[Stored records]
----------------------------------------

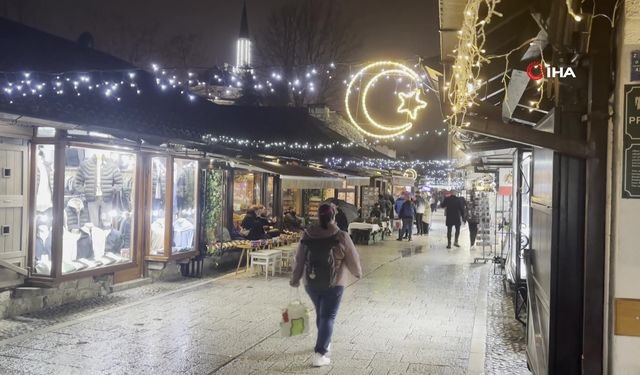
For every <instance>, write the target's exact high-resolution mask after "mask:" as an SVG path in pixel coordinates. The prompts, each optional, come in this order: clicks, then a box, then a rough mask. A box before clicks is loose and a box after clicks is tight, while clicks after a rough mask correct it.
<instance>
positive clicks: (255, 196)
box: [253, 174, 264, 205]
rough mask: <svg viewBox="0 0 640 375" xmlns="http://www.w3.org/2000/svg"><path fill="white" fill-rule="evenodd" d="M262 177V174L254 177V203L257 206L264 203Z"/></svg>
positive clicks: (253, 200) (253, 175) (256, 175)
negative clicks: (262, 195)
mask: <svg viewBox="0 0 640 375" xmlns="http://www.w3.org/2000/svg"><path fill="white" fill-rule="evenodd" d="M261 176H262V175H261V174H254V175H253V197H254V199H253V201H254V202H255V204H259V205H261V204H263V203H264V202H262V189H261V188H262V186H260V185H261V181H262V179H261V178H260V177H261Z"/></svg>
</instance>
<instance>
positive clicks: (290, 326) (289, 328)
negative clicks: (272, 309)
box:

----------------------------------------

• WORK TO COMPLETE
An exact reproduction of all the records is required, with no pictures included.

• EXPECTED OUTPUT
For every <instance>, write the target's exact high-resolution mask after "mask:" as an SVG path in pixel coordinates. The prompts, each optional, come in this order: clicks, then a box, then a rough mask. A box before clicks is loose and a box after clicks is tight, while clicks after a rough mask correct it.
<instance>
positive clicks: (255, 196)
box: [253, 174, 264, 205]
rough mask: <svg viewBox="0 0 640 375" xmlns="http://www.w3.org/2000/svg"><path fill="white" fill-rule="evenodd" d="M262 177V174L254 177V203L257 206L264 203Z"/></svg>
positive clicks: (253, 200) (253, 175) (256, 175)
negative clicks: (262, 195)
mask: <svg viewBox="0 0 640 375" xmlns="http://www.w3.org/2000/svg"><path fill="white" fill-rule="evenodd" d="M261 176H262V175H261V174H254V175H253V197H254V199H253V201H254V202H255V204H259V205H261V204H263V203H264V202H262V189H261V188H262V186H260V185H261V181H262V179H261V178H260V177H261Z"/></svg>
</instance>
<instance>
positive clicks: (290, 326) (289, 328)
negative clicks: (272, 309)
box:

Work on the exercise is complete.